__Dataset extract__.
☆ ☆ ☆ ☆ ☆ ☆ ☆

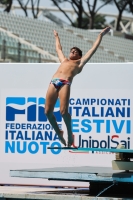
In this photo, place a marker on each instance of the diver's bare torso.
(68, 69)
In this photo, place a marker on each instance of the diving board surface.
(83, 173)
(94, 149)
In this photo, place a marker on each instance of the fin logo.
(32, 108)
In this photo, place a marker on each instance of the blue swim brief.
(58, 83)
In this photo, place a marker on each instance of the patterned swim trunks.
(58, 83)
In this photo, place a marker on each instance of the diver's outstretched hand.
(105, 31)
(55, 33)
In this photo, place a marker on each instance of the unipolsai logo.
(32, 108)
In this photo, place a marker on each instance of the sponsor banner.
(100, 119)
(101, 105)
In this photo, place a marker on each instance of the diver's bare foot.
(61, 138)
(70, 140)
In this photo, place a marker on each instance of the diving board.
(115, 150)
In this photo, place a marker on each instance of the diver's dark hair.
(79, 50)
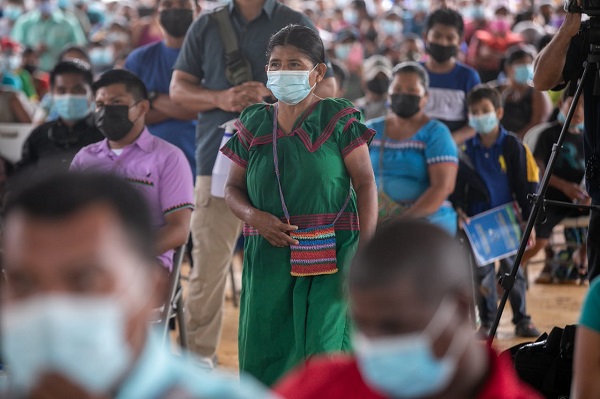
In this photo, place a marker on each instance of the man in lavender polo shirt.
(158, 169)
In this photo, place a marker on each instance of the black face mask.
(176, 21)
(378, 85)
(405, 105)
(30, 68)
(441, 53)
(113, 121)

☆ ☆ ☆ ☆ ☆ ☆ ☆

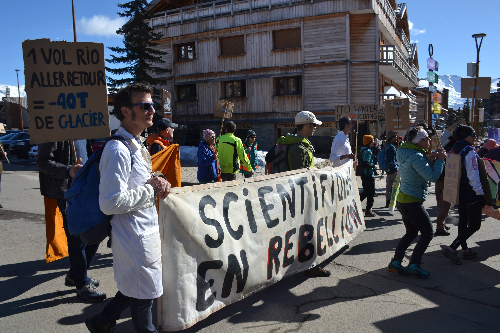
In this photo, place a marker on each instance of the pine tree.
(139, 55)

☆ ☆ ☆ ☆ ☆ ☆ ☆

__To be done__.
Pull out every row above that contains the string "logo", matching case exactly.

__Answer to the problem__.
In this photo, place a marker on each instance of the fin logo.
In this photo, place a marker on each instance of the unipolsai logo.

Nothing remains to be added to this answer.